Each line that contains the word "player" is to be copied from the records below.

==== Data records

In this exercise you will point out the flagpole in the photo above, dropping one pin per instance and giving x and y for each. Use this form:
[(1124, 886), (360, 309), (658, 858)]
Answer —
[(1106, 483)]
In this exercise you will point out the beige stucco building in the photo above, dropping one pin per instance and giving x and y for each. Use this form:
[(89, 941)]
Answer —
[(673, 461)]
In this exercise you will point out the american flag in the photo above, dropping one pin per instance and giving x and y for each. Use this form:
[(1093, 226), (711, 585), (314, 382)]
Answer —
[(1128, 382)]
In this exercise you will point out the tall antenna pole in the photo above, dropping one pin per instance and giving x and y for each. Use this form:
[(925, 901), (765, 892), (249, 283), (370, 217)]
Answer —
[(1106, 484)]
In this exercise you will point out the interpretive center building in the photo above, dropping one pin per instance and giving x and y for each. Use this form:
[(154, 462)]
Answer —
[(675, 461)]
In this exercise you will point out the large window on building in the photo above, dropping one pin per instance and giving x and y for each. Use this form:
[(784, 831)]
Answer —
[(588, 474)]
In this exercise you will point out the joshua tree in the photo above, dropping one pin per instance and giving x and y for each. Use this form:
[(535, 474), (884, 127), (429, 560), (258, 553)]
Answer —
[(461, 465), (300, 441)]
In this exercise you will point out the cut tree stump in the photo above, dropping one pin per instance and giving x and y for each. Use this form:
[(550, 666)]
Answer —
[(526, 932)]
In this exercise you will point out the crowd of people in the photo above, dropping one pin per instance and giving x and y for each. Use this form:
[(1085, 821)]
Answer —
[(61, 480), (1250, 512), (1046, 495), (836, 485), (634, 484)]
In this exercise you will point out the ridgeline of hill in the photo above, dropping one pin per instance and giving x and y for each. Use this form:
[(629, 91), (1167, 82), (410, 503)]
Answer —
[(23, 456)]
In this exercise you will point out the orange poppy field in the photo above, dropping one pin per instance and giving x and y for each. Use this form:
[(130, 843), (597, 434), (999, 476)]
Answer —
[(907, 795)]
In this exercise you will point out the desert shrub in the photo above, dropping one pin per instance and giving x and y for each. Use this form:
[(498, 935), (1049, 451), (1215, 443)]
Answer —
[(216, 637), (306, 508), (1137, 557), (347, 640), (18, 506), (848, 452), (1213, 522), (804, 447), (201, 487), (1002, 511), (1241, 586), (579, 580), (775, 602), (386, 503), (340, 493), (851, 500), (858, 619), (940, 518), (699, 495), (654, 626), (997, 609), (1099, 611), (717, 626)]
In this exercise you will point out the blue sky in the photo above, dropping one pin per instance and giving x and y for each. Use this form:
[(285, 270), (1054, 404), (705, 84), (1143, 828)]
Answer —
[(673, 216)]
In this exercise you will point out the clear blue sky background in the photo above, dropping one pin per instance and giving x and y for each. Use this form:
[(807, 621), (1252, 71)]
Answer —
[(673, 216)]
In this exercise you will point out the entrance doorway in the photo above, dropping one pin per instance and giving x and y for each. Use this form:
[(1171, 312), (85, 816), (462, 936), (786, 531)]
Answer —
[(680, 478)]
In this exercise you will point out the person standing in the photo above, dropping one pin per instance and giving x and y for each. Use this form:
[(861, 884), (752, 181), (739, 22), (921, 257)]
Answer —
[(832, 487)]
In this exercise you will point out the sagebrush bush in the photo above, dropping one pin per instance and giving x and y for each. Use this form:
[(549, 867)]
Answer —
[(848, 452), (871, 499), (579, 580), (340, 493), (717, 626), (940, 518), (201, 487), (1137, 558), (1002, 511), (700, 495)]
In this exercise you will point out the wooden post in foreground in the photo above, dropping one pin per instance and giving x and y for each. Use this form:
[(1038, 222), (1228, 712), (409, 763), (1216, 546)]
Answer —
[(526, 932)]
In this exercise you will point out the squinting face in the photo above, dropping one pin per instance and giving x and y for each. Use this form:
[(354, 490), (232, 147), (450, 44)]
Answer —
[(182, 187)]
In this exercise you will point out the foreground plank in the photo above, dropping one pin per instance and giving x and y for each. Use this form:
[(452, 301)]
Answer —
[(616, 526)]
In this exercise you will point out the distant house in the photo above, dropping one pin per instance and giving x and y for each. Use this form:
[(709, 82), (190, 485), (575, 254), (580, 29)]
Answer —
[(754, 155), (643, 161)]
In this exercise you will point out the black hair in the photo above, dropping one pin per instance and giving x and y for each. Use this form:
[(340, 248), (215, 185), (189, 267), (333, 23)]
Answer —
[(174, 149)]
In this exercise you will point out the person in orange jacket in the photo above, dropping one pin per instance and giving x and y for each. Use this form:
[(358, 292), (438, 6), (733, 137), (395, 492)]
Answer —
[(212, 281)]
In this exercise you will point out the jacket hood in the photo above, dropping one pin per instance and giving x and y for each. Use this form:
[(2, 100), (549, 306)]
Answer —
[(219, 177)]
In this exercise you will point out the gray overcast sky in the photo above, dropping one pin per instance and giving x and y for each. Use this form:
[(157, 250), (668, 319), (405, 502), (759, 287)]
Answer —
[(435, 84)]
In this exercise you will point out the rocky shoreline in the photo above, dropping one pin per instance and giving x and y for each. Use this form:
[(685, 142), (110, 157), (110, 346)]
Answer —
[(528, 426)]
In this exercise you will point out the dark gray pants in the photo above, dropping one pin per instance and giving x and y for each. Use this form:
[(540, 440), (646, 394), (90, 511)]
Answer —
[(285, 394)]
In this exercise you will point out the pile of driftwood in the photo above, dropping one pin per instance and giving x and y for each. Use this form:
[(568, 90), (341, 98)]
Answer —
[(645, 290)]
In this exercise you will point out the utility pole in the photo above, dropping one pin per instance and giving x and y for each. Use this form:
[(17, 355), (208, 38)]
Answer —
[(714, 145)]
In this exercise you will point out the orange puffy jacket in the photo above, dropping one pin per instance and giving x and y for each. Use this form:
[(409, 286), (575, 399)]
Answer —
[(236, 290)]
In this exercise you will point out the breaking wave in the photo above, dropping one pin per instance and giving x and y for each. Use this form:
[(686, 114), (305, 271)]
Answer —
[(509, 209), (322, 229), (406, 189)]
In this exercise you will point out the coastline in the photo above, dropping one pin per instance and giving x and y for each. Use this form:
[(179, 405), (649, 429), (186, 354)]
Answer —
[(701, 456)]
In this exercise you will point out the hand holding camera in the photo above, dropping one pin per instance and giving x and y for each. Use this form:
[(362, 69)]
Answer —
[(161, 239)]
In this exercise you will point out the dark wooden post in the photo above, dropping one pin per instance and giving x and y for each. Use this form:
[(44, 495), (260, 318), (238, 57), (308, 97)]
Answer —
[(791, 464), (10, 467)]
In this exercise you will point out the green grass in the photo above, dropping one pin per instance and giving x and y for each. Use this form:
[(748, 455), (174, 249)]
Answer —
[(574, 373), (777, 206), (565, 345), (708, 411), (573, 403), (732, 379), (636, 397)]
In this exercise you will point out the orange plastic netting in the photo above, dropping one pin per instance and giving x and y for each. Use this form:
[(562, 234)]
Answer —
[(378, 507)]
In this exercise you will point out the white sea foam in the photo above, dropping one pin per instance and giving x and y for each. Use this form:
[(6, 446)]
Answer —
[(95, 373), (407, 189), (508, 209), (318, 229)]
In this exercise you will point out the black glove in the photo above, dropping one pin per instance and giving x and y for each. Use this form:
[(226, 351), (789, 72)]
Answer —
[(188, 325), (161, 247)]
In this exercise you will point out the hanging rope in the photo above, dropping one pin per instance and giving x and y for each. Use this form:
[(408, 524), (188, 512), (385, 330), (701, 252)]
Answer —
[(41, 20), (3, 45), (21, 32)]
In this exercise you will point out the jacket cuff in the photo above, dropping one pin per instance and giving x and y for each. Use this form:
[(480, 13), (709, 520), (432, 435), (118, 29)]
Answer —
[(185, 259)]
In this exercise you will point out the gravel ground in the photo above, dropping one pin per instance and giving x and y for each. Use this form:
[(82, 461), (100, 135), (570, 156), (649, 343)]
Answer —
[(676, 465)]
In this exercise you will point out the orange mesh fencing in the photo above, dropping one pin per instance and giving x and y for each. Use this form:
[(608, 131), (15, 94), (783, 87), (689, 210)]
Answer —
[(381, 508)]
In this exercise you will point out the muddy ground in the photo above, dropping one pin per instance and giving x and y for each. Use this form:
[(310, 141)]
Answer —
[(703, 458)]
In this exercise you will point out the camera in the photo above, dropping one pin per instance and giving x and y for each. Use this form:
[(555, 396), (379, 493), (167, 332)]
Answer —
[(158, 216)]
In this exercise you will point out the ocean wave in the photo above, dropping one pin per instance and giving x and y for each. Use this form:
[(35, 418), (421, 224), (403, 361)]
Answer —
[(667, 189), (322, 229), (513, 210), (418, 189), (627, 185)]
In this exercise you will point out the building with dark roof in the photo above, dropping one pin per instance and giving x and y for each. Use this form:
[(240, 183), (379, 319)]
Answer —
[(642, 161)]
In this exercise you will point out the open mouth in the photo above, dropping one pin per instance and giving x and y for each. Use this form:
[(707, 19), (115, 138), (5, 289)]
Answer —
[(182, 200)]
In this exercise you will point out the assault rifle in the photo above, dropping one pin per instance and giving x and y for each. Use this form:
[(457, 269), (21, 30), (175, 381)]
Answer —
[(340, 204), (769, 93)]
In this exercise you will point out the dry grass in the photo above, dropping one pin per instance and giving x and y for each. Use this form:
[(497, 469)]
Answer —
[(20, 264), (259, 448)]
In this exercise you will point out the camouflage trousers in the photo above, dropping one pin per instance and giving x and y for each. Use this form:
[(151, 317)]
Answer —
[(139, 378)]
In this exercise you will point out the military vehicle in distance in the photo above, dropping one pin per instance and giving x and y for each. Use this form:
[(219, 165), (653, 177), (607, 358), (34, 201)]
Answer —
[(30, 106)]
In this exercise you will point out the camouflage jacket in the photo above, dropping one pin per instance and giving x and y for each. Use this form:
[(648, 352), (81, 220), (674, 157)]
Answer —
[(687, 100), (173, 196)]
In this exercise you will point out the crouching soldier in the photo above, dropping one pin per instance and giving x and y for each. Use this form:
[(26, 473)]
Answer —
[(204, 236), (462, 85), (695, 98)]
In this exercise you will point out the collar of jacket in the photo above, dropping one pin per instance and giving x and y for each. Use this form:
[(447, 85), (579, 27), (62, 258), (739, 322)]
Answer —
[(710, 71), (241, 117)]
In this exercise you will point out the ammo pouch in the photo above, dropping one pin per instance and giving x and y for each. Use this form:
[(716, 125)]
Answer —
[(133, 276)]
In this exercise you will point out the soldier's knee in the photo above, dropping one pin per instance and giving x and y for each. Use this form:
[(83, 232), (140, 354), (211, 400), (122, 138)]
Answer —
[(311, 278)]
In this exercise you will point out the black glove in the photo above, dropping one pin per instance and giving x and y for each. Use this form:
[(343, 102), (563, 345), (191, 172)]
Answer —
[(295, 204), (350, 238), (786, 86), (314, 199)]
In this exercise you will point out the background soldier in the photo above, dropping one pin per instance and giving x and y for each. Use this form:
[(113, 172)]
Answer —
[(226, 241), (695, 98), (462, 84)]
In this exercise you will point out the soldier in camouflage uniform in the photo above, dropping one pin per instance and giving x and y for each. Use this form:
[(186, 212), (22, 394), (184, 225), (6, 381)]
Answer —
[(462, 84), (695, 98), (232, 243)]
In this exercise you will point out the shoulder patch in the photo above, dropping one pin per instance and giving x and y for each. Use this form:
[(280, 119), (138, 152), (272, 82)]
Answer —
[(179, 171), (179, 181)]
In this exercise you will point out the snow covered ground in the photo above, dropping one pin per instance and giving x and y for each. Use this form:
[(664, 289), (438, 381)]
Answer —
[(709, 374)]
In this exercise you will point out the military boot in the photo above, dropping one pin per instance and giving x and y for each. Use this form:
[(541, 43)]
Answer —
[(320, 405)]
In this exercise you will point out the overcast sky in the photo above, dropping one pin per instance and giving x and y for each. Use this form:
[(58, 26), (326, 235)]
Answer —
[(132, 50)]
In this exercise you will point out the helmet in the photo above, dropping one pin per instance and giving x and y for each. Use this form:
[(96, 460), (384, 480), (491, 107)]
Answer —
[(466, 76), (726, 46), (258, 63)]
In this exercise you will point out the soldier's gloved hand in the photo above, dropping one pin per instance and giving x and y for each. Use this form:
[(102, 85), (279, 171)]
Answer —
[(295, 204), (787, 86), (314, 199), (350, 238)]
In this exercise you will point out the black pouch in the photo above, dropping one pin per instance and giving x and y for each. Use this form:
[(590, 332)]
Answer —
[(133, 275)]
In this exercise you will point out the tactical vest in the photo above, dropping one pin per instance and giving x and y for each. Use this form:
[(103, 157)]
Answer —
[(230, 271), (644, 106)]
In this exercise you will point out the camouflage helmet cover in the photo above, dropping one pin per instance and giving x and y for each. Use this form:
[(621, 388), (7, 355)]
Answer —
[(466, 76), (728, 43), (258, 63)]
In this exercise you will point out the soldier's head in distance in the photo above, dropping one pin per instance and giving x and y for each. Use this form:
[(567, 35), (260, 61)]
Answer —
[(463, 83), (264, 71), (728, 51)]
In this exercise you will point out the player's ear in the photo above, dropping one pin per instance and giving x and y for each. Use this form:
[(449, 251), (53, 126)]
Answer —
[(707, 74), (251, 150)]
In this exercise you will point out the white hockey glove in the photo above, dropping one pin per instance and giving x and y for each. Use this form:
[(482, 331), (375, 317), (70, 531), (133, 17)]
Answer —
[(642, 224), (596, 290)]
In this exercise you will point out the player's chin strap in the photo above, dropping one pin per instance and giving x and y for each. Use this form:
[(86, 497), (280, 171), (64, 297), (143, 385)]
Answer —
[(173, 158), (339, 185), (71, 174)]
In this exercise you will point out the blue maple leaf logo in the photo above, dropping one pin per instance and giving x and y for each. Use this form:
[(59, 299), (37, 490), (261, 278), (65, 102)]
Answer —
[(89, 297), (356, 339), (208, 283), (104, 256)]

========

### Finished task
In this exercise you will point out the player's ear in the photo above, dropping one pin per instance and giving x and y for each. Use this form:
In this exercise you will point out the player's chin strap in the photo above, dropping one pin per instance and giving x and y for each. Use this form:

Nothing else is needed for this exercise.